#### [What you are asked to do]
Copy out the entries below in full and exactly.

[START Records for processing]

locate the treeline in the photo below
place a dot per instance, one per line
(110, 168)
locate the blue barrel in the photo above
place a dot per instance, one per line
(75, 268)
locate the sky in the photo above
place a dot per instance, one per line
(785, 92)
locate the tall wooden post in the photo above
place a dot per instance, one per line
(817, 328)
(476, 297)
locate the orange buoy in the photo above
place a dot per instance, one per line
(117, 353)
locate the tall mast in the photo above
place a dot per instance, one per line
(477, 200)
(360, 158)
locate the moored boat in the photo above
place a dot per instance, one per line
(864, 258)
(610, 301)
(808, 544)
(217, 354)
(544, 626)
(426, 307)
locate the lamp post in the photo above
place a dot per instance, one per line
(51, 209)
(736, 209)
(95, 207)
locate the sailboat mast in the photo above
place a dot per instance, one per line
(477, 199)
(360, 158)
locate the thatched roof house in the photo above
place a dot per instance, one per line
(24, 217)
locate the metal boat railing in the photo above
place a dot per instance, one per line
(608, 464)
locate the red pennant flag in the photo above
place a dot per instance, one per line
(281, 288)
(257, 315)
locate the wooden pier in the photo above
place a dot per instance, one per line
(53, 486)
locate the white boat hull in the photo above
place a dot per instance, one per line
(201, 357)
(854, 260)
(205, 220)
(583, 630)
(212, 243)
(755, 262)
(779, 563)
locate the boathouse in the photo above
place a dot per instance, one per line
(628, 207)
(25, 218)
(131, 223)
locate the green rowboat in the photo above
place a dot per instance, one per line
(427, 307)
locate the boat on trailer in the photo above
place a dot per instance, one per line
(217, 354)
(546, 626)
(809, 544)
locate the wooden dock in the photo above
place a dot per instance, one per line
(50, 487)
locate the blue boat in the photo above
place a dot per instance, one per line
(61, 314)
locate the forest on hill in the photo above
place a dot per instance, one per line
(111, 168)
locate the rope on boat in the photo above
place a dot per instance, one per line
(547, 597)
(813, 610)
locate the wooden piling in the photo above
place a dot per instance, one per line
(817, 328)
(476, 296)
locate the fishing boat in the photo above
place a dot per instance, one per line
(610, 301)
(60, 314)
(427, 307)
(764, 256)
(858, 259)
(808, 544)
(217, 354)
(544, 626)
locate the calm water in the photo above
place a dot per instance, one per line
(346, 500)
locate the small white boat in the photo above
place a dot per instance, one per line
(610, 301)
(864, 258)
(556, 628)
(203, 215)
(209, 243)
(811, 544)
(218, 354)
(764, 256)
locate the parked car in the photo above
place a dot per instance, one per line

[END Records for processing]

#### [Correct answer]
locate the treeline in the photo below
place a dot per instance, one per line
(110, 168)
locate the blue barrel in the photo above
place a dot per instance, one per line
(75, 268)
locate the sky in the photo above
place a dot per instance, one per line
(785, 92)
locate the tall wooden post in the photo above
place a dot per instance, one per line
(817, 328)
(476, 297)
locate the orange buoy in the photo above
place a dot per instance, one per line
(117, 353)
locate the tall mast in the photo above
place a dot per instance, one per line
(477, 200)
(360, 158)
locate the moored boat in the photo above
place a dot per instance, one per line
(864, 258)
(610, 301)
(808, 544)
(217, 354)
(544, 626)
(426, 307)
locate the lamp post in the photo above
place a dot per instance, one per line
(51, 209)
(736, 209)
(95, 207)
locate the sailboat mast in the photo above
place a dot per instance, one per line
(477, 199)
(360, 158)
locate the thatched roof house in the photo above
place a dot per instance, one per line
(24, 217)
locate the metal boat railing in the photo above
place a dot per instance, one per line
(608, 464)
locate the red pennant flag in the photo above
place a dot per instance, one per line
(281, 288)
(257, 315)
locate the wooden pier in the photo above
place a dot per instance, one per line
(53, 486)
locate the white boat hull in the photo above
place a dot per instance, one per line
(201, 357)
(854, 260)
(205, 220)
(583, 630)
(212, 243)
(755, 262)
(779, 563)
locate the boathouse in the photo above
place a dot per instance, one per line
(628, 207)
(25, 218)
(131, 223)
locate the green rowboat in the photo above
place a dot per instance, one per line
(427, 307)
locate the boat on trailer in the photo above
place a dot per instance, one per line
(217, 354)
(546, 626)
(809, 544)
locate the wooden dock in the photo above
place a dot per instance, one per line
(50, 487)
locate the blue boat in the photo above
place a dot per instance, one per line
(61, 314)
locate the forest on hill in the photo above
place a dot per instance, one per line
(111, 168)
locate the rope on boat in the photo above
place a dot per instance, one per line
(547, 597)
(813, 610)
locate the wooden piling in the photo above
place a dot per instance, one per line
(817, 328)
(476, 296)
locate the fishing boat in the photo above
place a dot per instance, one per line
(610, 301)
(60, 314)
(427, 307)
(764, 256)
(858, 259)
(808, 544)
(217, 354)
(544, 626)
locate the calm water in the photo above
place a dot per instance, one per line
(346, 500)
locate the small white boat in the photo above
place a dot per instance, one per line
(610, 301)
(864, 258)
(556, 628)
(203, 215)
(209, 243)
(811, 544)
(218, 354)
(764, 256)
locate the parked car in the photo above
place a dot per instance, one per line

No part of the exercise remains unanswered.